» Entries:

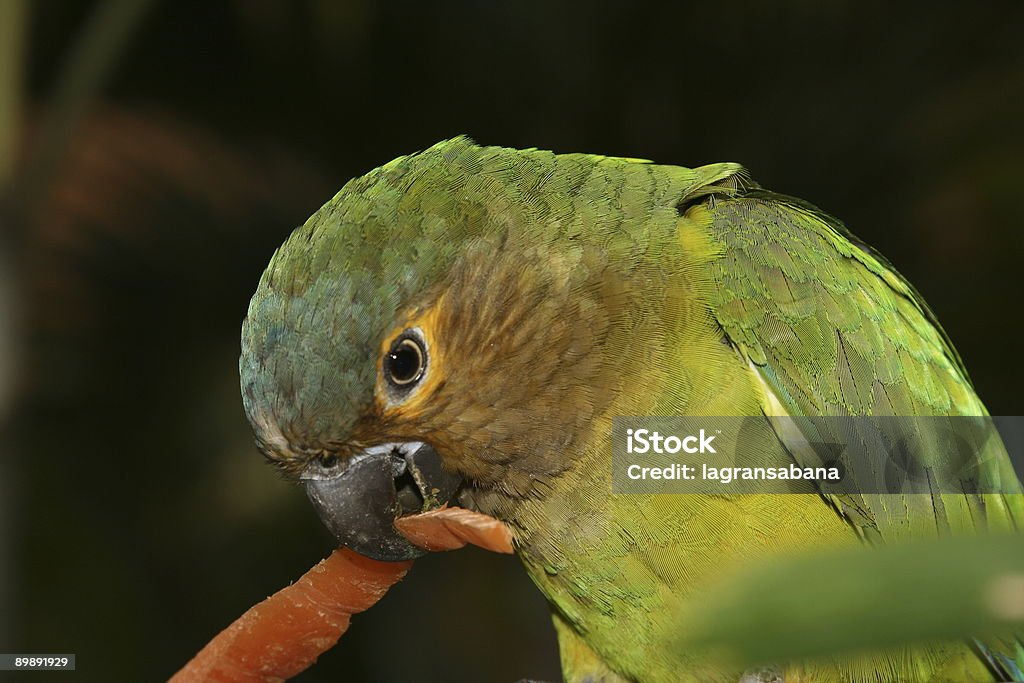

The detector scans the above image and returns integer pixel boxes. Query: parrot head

---

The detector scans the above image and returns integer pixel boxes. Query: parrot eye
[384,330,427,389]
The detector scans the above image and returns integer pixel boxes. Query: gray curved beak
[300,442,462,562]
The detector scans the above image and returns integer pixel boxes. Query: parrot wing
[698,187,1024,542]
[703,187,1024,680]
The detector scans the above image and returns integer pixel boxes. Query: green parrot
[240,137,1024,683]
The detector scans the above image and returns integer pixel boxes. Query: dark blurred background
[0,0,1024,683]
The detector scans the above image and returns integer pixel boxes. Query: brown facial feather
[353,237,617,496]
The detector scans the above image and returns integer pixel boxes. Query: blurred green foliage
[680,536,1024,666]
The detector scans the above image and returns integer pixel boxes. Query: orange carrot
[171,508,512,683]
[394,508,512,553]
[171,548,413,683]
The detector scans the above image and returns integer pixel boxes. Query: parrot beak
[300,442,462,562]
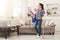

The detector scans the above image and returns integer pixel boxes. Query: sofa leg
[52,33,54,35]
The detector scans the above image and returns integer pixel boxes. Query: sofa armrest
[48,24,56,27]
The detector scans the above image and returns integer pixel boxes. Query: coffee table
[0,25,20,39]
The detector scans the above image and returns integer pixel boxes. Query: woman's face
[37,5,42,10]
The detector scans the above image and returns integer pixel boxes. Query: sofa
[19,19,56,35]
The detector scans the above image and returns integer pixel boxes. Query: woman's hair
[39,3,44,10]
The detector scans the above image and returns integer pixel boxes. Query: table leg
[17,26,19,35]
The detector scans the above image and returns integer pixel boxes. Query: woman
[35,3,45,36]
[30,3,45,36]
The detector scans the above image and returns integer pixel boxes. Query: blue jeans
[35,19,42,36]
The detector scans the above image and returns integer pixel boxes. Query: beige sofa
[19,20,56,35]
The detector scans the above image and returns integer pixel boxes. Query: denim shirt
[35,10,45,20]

» What the task requires: Copy the lines from the line with "Query: woman's face" through the line with "[30,3,45,36]", swapping "sofa" for "couch" and keeping everything else the same.

» Solution for this task:
The detector scans the above image and returns integer pixel boxes. Query: woman's face
[37,5,42,10]
The detector scans the above image and returns integer pixel boxes. Query: couch
[19,19,56,35]
The detector scans the above image and returns integer pixel boxes. Query: woman's hair
[39,3,44,10]
The detector scans the above image and returns integer pixel boxes. Query: table leg
[17,26,19,35]
The detector scans the above image and returns integer pixel boxes. Query: woman
[35,3,45,36]
[30,3,45,36]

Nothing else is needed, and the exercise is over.